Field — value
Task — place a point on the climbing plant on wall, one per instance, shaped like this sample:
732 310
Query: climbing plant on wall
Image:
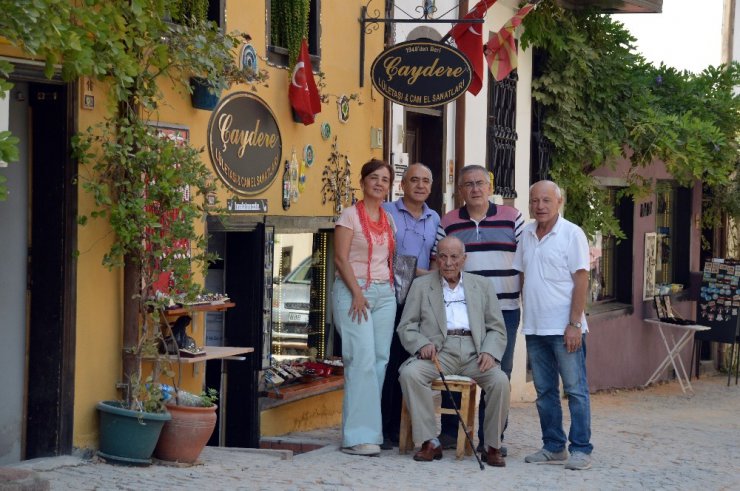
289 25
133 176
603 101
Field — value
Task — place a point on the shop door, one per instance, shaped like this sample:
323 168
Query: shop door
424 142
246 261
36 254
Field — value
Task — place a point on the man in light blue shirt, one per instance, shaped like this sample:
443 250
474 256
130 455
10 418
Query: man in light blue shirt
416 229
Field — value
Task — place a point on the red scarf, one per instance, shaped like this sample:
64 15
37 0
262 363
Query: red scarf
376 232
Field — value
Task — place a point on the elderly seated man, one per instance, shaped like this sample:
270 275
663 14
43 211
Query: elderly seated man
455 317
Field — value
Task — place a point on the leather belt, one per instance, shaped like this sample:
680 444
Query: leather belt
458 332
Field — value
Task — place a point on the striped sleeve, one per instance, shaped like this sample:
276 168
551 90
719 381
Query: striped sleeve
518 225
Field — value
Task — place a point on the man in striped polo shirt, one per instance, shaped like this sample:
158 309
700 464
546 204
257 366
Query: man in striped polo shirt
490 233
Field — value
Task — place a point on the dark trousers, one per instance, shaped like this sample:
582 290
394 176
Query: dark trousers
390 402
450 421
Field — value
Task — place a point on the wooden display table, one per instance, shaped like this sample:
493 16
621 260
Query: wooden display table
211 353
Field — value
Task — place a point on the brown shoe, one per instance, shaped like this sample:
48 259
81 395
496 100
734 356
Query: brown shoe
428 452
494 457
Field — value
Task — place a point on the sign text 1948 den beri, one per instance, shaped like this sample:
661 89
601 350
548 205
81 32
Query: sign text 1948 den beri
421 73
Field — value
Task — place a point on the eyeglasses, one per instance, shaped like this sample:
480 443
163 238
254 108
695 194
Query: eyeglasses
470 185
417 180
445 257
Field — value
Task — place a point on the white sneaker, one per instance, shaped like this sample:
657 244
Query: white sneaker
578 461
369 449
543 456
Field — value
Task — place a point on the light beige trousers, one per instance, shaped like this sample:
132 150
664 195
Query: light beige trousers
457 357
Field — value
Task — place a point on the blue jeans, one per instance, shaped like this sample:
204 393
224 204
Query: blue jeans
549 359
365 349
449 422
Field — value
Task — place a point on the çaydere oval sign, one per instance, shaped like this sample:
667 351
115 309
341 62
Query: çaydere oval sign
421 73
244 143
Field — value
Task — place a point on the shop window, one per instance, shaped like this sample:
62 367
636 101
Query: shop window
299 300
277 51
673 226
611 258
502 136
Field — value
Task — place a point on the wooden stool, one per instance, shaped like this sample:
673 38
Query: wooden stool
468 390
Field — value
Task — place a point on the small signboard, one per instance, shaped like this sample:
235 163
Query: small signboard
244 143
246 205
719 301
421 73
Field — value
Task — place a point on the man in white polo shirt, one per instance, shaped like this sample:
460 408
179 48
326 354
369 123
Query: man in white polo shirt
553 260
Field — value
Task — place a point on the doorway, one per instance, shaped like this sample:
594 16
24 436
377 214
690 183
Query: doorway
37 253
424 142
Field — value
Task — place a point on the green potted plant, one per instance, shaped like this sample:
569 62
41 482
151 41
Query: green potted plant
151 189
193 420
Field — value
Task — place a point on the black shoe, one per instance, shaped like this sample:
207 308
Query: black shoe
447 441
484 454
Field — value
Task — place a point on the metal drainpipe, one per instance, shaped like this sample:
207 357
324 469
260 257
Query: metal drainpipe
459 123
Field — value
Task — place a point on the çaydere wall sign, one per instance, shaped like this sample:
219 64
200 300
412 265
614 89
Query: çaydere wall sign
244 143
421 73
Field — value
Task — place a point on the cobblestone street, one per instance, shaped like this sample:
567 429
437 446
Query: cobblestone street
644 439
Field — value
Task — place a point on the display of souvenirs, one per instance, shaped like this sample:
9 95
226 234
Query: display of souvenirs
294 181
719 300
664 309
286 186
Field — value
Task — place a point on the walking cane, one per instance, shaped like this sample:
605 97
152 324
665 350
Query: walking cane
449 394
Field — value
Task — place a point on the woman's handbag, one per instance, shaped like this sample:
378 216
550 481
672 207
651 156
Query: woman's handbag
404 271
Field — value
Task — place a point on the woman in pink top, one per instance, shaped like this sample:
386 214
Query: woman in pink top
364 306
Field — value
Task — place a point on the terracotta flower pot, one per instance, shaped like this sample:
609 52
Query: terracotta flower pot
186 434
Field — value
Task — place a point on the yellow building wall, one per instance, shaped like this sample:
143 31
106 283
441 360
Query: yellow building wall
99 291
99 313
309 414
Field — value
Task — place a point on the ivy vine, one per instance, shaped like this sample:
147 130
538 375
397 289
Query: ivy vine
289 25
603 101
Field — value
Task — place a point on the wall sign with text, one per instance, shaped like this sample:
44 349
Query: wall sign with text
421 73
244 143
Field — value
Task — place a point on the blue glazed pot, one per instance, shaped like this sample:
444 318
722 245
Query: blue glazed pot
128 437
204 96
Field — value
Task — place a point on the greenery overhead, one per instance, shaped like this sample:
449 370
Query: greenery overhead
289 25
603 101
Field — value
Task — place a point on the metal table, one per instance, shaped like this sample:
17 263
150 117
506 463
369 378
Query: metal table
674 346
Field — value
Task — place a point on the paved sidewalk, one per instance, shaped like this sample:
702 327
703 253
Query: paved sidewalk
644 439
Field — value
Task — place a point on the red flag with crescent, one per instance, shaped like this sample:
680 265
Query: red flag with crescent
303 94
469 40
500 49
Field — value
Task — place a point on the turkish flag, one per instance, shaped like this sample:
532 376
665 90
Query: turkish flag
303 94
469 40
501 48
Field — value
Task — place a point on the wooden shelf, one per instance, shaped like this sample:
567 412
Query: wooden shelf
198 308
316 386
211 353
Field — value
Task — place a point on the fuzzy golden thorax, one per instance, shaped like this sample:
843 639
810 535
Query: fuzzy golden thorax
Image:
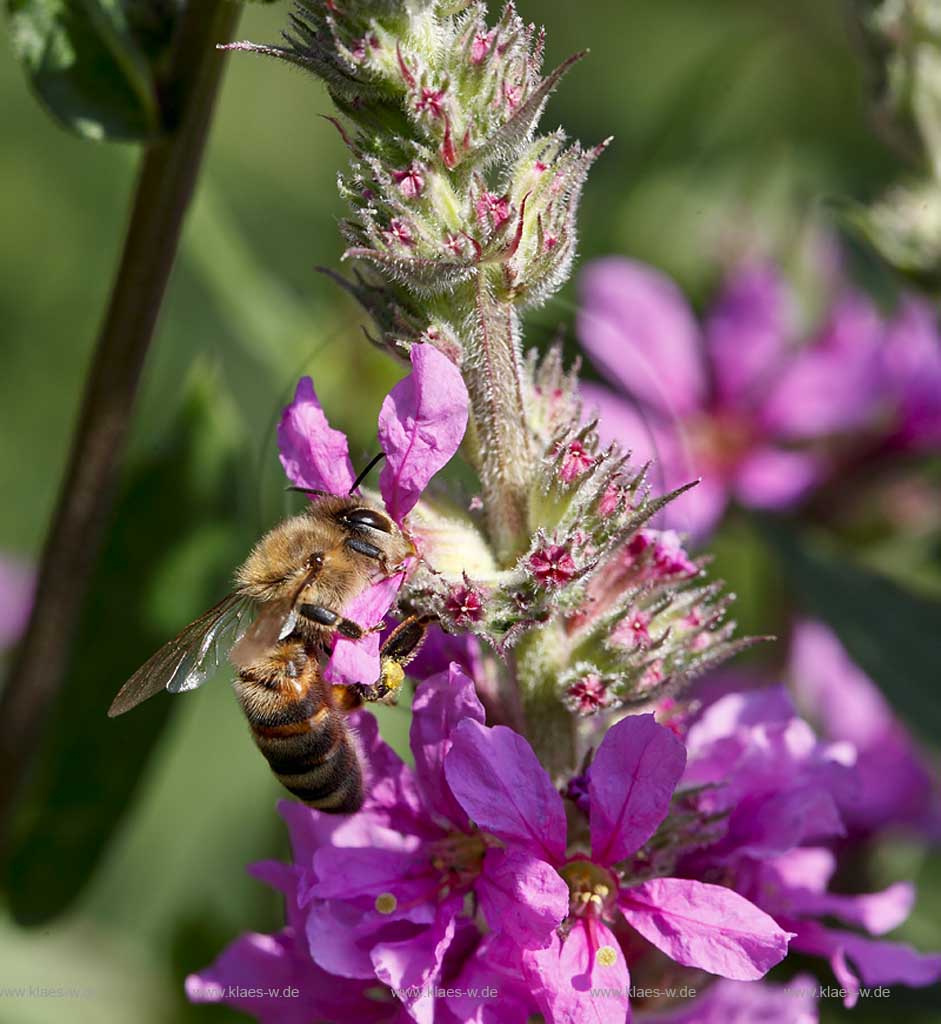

• [WHAT TO WORK ON]: Write the lines above out again exactly, without any of their pictures.

• [THE COMPLETED TASK]:
Field — value
Task — place a point on the climbing plant on wall, one per instance, shaped like this sample:
732 310
Query: climbing plant on wall
Image:
289 25
133 176
603 101
Field — value
Task — place a point on the shop door, one per instance, shaped like this sample:
323 168
Query: shop door
424 142
246 261
36 254
Field — value
Task — place a point on the man in light blue shirt, one per instance, shaped like this sample:
443 250
474 256
130 455
10 418
Query: man in light blue shirt
416 229
Field — value
Task — place a point on the red scarf, one per instance, shaped like this sample:
64 15
37 0
262 363
Query: red scarf
376 232
Field — value
Task — place a point on the elderly seated man, one per instance, shaped like this sample:
270 275
663 14
43 211
Query: elderly seated man
455 317
Field — value
Task — place a point on the leather belt, one per instance, shaped like this sample:
680 444
Query: leather belt
458 332
Field — value
Task — place a point on the striped sleeve, one per instance, shaped like this sample:
276 168
551 90
719 381
Query: striped sleeve
518 225
Field — value
Task — place a point on the man in striped polo shirt, one per instance, shaped like this sample:
158 309
700 464
546 204
257 366
Query: man in striped polo shirt
490 233
Field — value
Task — place a point on the dark trousers, one per instance, shaped like this sample:
582 290
394 176
Query: dark trousers
390 402
450 421
Field — value
Task — place a point on the wooden display table, one per instance, shaped like this sample:
493 16
621 260
Query: wooden display table
211 353
Field — value
Task — place a point on the brown shoe, one per instance, shaped like this sample:
48 259
81 395
496 100
734 356
Query: brown shoe
428 452
494 457
Field — value
Task — place a point on the sign text 1948 den beri, one per instance, shaped like this sample:
661 89
601 350
548 205
81 32
Query: sign text 1948 den beri
421 73
Field — value
Task — place a point on the eyeglasses, one per instance, shaped like this sample:
480 443
163 238
254 108
695 194
Query: eyeglasses
470 185
417 180
445 257
Field — value
Task — place a point on the white sneaker, one per instance, shaped like this sample:
657 244
Query: white sneaker
578 461
369 449
543 456
Field — value
Task — place a point on the light beige trousers, one per instance, shaped like this sample:
132 150
664 195
Query: light beige trousers
457 357
Field — value
Task — place a point on the blue jeans, one per instance, shaped like this sample:
204 393
224 204
Query: blue jeans
549 359
365 349
449 422
Field — value
Task — place a point on the çaydere oval sign, one per instance, shaped like this sample:
667 351
115 309
341 62
Query: çaydere oval sign
421 73
244 143
Field — value
Task — place a point on the shop window, one per instance, shaped like this sample:
62 367
636 101
Query: shop window
299 300
277 51
673 226
611 258
502 136
Field — value
Task — place a point on the wooden stool, one per instance, shaped like this sample:
673 38
Query: wooden stool
468 390
Field — value
Task — place a point on the small signboard, one per instance, shaped like this sample:
235 163
Query: small signboard
244 143
246 205
719 301
421 73
Field — value
Task — place a point on the man in white polo shirt, one per instance, shaped like this sample:
460 408
179 48
326 354
369 123
Query: man in white polo shirt
553 260
Field — value
Task — place a point on the doorway, one per instance, shaped like this sample:
594 16
24 436
377 214
690 183
Query: doorway
37 253
424 142
Field — value
Task — place a point on the green potted plant, one per instance, shaped like this sample:
569 62
41 482
151 41
Query: green potted plant
151 189
193 420
Field — value
Task — place a point on the black shoe, one per instance, shaped like this sample:
207 308
Query: black shoe
447 441
484 454
Field — value
Task — place a point on the metal drainpipe, one per instance, shaped like this sample:
207 357
324 469
260 257
Query: metal drainpipe
459 123
Field — value
Task — place a point on the çaydere wall sign, one per instance, shaped like this sample:
219 64
200 300
412 265
614 89
Query: çaydere wall sign
244 143
421 73
Field — value
Task — place a point on the cobblestone street, one per instance, shaped like this sample:
567 429
437 446
Query: cobblestone street
644 439
Field — value
Task — place a point on the display of souvenirs, one per instance, shaped like this sample:
9 95
226 234
Query: display of souvenirs
294 181
719 300
664 309
286 186
Field — value
Task — place a point on the walking cane, one per instance, shaped like this sample:
605 97
152 324
665 350
Query: walking cane
449 394
Field — value
Task — place a point on the woman's handbag, one per instance, shaped like this sample:
378 216
550 481
672 207
651 156
Query: woman's handbag
404 271
Field — value
Task — place a point on the woman in pink top, one per instance, shaped like this sample:
386 214
Query: woman in pink top
364 306
Field — value
Task — place a point on the terracotta flower pot, one per instance, shaped like this sample:
609 52
Query: terracotta flower pot
186 434
Field — value
Task — place a point on the yellow building wall, one per instance, shaped like this sample:
143 31
106 283
441 360
Query: yellow building wall
99 291
99 313
309 414
Field — value
Task — place a point on the ivy vine, one per instance, shaped like this sample:
147 130
538 375
397 289
Query: ivy vine
289 25
603 101
Field — value
Task — place a point on the wall sign with text, one per instance, shaped like this sample:
44 349
Query: wall sign with text
421 73
244 143
Field — value
Task — place a point on the blue glazed pot, one per instance, shaped like this sample:
444 318
722 245
Query: blue glazed pot
128 437
204 96
Field — value
Task — place a point on the greenery overhead, one per instance, shaped like this sample:
449 370
Query: greenery overhead
289 25
603 101
Field — value
Task — place a point on the metal table, one per instance, shaped like this sample:
17 263
150 117
506 463
369 378
Query: metal table
674 346
Field — value
Task — place a point on the paved sidewalk, one per instance, shaped like this sample:
702 327
703 253
Query: paved sidewalk
644 439
Field — value
Task — place a point on the red flag with crescent, one per instance, shaped like this sample:
680 265
Query: red flag with crescent
303 94
469 40
500 49
Field — value
Task — place a point on the turkish flag, one per instance, shaped like this sample:
532 376
665 90
Query: turkish flag
303 94
469 40
501 48
Field — value
Task — place a point on the wooden shelf, one per instance, shaped like this sample:
567 412
Query: wooden shelf
198 308
316 386
211 353
Field — value
Task — place a point on the fuzzy golden thorax, one per instance, shaped like this sample:
843 639
810 535
Query: fuzzy golden thorax
Image:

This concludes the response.